DOCUMENT PASSAGE:
Protein Drink Dangers: Study Finds Toxins in Liquids, Powders


Categories: Healthy Eating, News

Protein PowderA new investigation from “Consumer Reports” finds that some ready-to-drink protein powders and liquids are contaminated with dangerous metals that pose health risks and can have toxic effects on the body’s organs.

The investigation appears in the magazine’s July issue and included the testing of 15 protein drinks, as well as a review of government documents and interviews with health and fitness experts, and consumers.

It found that most people already get enough protein and that even people who do not can find “far better and cheaper ways to add more if it’s needed.”

All 15 of the drinks tested by “Consumer Reports” had one or more the following contaminants: arsenic, cadmium, lead and mercury. If consumed in excess, these contaminants can have toxic effects on the body and its organs.

The Early Show on CBS took a hidden camera to health stores and not only were they not warned of health risks associated with the drinks, workers at the store also said that there was no harm in overuse of the products.

But Erin Palinski, a trainer and dietitian, told The Early Show that excessive protein intake can do more harm to the body than good.

REQUIRED ACTIONS:
• A. In the protein drink article, which contaminants were found in the drinks Consumer Reports tested?
• B. Write the next part of the protein drink article, picking up after its final sentence.
The records after this article are separate material.

(Dataset entries)

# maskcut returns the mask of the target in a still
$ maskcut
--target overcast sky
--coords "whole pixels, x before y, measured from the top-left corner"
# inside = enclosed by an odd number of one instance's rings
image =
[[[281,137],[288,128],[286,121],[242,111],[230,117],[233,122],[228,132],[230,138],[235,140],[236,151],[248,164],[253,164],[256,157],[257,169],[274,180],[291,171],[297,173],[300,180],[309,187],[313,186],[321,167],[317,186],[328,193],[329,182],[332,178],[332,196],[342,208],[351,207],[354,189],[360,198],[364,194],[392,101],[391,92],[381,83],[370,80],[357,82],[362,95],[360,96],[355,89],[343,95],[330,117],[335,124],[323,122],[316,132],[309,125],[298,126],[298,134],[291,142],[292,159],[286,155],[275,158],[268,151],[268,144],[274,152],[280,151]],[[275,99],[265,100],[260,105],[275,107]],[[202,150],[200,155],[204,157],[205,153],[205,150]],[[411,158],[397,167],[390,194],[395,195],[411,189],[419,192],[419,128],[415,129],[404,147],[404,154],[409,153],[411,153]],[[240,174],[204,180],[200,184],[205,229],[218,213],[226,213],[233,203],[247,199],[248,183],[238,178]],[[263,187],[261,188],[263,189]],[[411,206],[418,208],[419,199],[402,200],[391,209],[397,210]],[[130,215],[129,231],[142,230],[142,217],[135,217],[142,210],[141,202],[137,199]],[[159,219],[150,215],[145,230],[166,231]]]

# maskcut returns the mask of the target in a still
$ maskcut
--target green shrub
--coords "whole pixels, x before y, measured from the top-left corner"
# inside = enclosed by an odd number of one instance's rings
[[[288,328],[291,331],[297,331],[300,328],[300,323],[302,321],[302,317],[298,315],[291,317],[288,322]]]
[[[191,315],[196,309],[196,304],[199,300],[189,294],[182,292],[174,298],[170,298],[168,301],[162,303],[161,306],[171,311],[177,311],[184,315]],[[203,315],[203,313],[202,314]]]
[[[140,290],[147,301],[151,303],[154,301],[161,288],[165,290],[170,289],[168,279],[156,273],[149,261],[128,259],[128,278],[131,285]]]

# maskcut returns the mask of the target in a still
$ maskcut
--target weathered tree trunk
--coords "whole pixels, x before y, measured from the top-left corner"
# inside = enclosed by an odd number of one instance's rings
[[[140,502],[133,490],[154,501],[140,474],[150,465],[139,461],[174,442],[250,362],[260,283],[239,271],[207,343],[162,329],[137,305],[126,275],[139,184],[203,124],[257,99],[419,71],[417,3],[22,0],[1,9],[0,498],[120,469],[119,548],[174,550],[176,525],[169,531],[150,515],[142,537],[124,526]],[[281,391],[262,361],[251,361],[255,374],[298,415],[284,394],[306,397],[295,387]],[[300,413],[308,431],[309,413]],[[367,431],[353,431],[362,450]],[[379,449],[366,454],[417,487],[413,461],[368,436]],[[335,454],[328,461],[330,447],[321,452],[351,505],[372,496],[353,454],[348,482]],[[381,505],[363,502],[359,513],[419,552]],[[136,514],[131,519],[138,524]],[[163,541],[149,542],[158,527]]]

ANSWERS FOR THE TASKS:
• A. Arsenic, cadmium, lead and mercury.

• B.
Too much protein in the diet can lead to dehydration, digestive problems, increased risk of osteoporosis and, for some people, kidney problems, The Early Show reports.

“What we’re concerned with here is a chronic, low-level exposure to a heavy metal,” Urvashi Rangan, of “Consumer Reports,” told The Early Show. “And what people should know is that heavy metals, once they come into our body, tend to stay there for a long period of time.”

Specifically, “Consumer Reports” found that EAS Myoplex Original Rich Dark Chocolate and Muscle Milk Chocolate and Vanilla Crème can expose users to elevated levels of heavy metals when they consume three servings a day.

But a spokesman for the supplement industry told CBS that consumers should not find the magazine’s investigation “alarming.”

He added that, “the heavy metals that were found [in the protein drinks] are well below the limits the FDA would be concerned about, so they don’t pose a health risk to consumers at all.”